━━━ Data shown
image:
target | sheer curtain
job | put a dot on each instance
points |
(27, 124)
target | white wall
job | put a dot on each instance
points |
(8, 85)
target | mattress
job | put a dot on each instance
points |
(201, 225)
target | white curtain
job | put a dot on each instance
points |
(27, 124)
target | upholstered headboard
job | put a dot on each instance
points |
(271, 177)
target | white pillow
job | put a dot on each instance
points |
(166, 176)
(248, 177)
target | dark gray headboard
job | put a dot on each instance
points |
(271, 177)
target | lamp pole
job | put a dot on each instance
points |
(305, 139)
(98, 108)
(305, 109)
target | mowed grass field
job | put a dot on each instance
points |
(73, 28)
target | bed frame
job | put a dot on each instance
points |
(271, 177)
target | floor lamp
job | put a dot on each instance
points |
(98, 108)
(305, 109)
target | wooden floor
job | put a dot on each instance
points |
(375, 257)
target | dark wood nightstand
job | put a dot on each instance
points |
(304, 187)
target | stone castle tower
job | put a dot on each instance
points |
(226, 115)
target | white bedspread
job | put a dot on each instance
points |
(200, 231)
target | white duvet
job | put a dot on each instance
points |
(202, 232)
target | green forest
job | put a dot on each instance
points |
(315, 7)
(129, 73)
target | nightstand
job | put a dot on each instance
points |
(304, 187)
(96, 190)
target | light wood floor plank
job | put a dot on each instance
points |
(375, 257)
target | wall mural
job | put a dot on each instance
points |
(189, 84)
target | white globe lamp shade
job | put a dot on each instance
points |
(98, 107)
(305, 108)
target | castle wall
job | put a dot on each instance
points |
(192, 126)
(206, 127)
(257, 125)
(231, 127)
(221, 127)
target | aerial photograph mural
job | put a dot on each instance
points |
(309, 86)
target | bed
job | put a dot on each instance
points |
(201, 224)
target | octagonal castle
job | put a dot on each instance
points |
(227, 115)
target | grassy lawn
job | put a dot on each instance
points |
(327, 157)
━━━━━━
━━━ Data shown
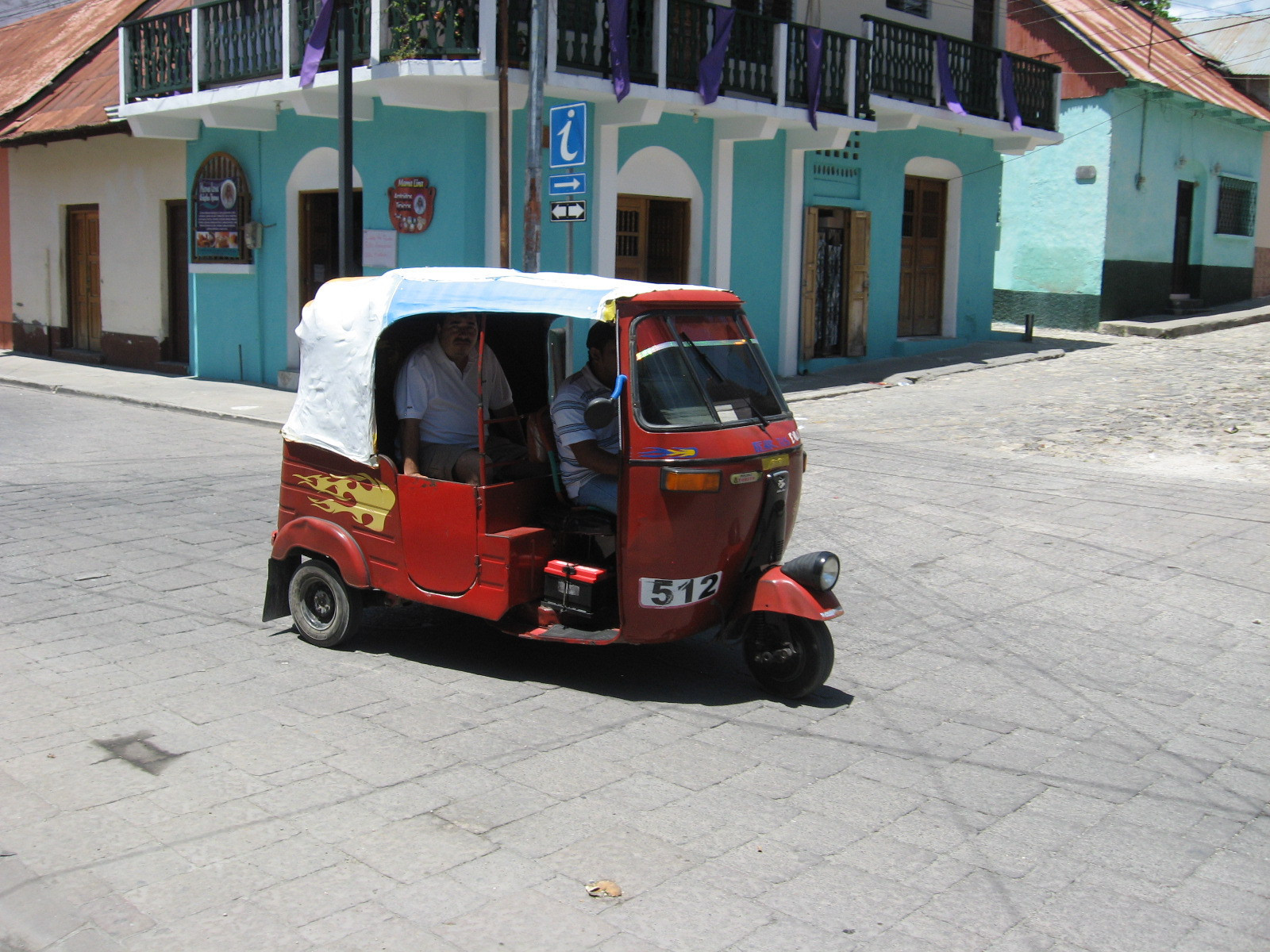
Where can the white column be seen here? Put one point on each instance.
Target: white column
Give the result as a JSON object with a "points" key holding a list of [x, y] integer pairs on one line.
━━━━━━
# What the task requires:
Above are the records; report each line in them that includes the word "curtain".

# Solved problem:
target | sheer curtain
target | white curtain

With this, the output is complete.